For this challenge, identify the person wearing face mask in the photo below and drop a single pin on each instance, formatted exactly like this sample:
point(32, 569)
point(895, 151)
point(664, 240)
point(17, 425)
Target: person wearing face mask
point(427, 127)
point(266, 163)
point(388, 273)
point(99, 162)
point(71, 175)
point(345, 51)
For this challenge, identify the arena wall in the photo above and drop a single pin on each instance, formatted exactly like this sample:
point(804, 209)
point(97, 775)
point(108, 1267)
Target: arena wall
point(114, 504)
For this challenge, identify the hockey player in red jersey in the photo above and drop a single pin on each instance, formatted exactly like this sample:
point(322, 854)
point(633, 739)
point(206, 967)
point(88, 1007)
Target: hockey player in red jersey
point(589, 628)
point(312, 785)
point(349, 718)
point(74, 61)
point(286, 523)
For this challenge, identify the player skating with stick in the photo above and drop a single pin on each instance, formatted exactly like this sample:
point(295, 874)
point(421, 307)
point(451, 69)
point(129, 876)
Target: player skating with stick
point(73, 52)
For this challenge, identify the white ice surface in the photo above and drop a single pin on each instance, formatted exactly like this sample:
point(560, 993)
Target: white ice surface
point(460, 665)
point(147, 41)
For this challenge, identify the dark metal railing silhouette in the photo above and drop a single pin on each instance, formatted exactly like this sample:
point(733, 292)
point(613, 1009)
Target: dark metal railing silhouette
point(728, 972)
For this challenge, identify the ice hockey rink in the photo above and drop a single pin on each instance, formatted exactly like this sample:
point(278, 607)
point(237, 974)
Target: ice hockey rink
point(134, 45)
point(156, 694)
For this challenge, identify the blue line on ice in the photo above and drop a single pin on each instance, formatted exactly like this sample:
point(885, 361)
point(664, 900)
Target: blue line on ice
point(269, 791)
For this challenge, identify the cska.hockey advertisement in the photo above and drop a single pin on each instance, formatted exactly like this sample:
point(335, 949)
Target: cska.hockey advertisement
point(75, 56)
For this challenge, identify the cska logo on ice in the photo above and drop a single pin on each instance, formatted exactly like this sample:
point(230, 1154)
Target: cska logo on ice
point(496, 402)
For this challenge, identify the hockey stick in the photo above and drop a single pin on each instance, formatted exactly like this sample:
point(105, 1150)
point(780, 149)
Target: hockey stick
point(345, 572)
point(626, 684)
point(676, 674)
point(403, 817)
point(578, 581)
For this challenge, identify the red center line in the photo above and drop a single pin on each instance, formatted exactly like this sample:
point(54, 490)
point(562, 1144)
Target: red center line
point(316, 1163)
==*==
◆ **WORK TO DO**:
Render the records from their first line through the line containing "point(114, 504)" as a JSON list of strings, one string per line, with blank lines omitted.

◆ **TASK ANSWER**:
[
  "For this challenge, identify the person wearing face mask in the photo below and drop a single pin on each instance, formatted exactly like this sample:",
  "point(32, 569)",
  "point(895, 151)",
  "point(664, 240)",
  "point(17, 425)",
  "Target: person wearing face mask",
  "point(427, 127)",
  "point(266, 163)",
  "point(388, 273)",
  "point(99, 162)",
  "point(71, 175)",
  "point(345, 51)",
  "For this challenge, identify the arena wall in the photo above and drop a single pin on each instance, formatted exactly like this sample:",
  "point(804, 209)",
  "point(97, 775)",
  "point(108, 1267)",
  "Target: arena wall",
  "point(114, 504)"
]